▶ [DATA EXCERPTS]
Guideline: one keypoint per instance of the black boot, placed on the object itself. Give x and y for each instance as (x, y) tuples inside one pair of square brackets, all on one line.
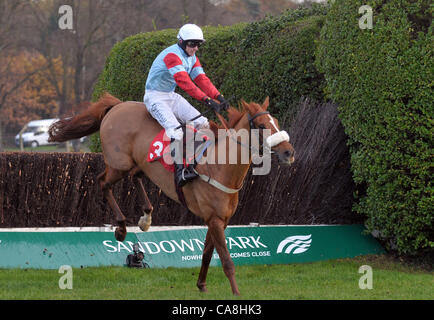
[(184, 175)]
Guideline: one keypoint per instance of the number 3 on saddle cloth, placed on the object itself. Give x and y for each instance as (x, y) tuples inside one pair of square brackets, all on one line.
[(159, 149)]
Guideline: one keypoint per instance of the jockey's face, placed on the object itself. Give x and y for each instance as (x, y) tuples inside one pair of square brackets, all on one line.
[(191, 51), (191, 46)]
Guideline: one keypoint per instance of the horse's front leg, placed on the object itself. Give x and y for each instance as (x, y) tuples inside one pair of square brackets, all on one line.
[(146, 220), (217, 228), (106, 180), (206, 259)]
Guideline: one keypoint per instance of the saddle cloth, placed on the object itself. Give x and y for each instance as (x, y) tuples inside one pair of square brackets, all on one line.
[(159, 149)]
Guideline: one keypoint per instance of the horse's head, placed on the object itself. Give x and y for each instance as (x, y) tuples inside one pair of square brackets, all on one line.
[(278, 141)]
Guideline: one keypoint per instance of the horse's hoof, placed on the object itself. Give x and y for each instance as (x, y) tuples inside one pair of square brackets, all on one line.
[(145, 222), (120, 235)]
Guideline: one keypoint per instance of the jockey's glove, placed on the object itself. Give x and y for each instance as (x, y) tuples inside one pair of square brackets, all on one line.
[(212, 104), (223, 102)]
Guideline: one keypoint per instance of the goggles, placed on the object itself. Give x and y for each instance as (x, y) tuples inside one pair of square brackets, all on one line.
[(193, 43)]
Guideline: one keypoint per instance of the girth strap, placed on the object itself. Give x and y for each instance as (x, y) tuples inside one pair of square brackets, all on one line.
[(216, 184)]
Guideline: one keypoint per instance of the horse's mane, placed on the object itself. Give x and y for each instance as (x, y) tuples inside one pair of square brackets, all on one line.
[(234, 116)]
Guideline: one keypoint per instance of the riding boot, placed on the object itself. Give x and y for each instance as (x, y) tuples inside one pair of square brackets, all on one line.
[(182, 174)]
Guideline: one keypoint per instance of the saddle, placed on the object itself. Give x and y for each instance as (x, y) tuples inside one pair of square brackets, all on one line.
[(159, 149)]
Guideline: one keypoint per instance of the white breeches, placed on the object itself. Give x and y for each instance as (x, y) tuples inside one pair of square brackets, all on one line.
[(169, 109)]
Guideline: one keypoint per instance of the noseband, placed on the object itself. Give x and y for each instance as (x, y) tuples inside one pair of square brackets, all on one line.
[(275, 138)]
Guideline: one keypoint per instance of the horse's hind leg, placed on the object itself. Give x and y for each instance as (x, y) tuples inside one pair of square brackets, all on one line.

* * *

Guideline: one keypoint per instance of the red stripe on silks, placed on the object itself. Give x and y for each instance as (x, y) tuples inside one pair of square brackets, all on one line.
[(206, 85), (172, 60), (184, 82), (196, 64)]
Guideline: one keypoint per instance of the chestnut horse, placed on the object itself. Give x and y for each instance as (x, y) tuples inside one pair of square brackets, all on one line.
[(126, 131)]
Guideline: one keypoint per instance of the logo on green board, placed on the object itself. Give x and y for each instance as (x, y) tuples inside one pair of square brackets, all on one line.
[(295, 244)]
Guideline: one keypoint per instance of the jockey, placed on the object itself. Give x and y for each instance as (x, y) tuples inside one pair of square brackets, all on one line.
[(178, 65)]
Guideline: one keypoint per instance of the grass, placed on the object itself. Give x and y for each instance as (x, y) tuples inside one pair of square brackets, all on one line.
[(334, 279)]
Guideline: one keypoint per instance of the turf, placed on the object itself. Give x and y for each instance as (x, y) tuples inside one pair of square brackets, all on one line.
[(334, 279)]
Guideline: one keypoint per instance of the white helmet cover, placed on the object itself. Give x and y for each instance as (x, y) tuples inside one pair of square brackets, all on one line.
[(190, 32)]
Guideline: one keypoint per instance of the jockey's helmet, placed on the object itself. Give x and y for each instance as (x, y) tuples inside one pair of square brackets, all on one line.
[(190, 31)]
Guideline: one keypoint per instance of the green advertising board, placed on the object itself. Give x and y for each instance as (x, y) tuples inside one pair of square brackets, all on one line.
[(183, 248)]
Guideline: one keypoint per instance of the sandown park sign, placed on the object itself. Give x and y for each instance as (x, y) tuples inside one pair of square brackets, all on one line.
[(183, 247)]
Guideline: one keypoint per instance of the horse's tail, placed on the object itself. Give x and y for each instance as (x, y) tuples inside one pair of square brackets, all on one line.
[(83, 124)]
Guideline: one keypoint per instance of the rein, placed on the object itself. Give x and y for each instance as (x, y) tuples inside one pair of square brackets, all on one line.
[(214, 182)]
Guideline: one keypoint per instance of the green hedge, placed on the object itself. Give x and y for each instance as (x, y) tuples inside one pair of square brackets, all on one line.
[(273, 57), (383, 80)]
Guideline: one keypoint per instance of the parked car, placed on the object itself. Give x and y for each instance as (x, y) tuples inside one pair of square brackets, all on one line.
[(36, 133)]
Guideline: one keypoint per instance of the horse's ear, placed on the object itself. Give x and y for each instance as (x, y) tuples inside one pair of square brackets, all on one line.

▶ [WORK INSTRUCTIONS] Write out every line of the listing from the line containing "Guideline: one keypoint per instance of the goggles, placed" through the line containing "Guideline: one keypoint per instance of the horse's hind", adding 78 to each x and each y keypoint coordinate and leaving all other text unchanged.

▶ [OUTPUT FOR THIS EXERCISE]
Guideline: one keypoint per instance of the goggles, placed on the object itself. Give x and y for each instance as (x, y) tuples inside one pair of square brackets, all on one line.
[(271, 121)]
Guideline: one keypoint per instance of the girth strap, placed on the object itself. Give x and y for each instance as (x, y) tuples inside one pair of square brackets, all on one line.
[(294, 262)]
Guideline: one keypoint per instance of the horse's mane, placed on the object itself. Give x and y for each instance as (x, y) tuples inside one pair of square brackets, all on one line.
[(312, 194)]
Guideline: one keypoint per instance of the riding boot, placed on the object itself. Give x and y for each instance as (x, y) tuples inside one pair of square brackets, all on one line.
[(260, 252)]
Guideline: one keypoint per instance of the saddle, placed on the object itself. Give x and y for each instance as (x, y) tuples inside one pair of square brackets, all on one line.
[(237, 227)]
Guideline: one keypoint per instance of the white breeches, placed on the object itself. Give x and y for each instance as (x, y) tuples inside one pair of square brackets, all on one line.
[(247, 187)]
Guideline: one keypoint per instance of the noseband, placed on the object itself. Give x and y for each instance as (x, y) tuples inside one pair of square brackets, all on one line.
[(353, 216)]
Guideline: one keypoint per instance of the horse's hind leg, placed on the object itself. Give x and y for each instance as (x, y) tuples inside one pair of square brackets, all on one line.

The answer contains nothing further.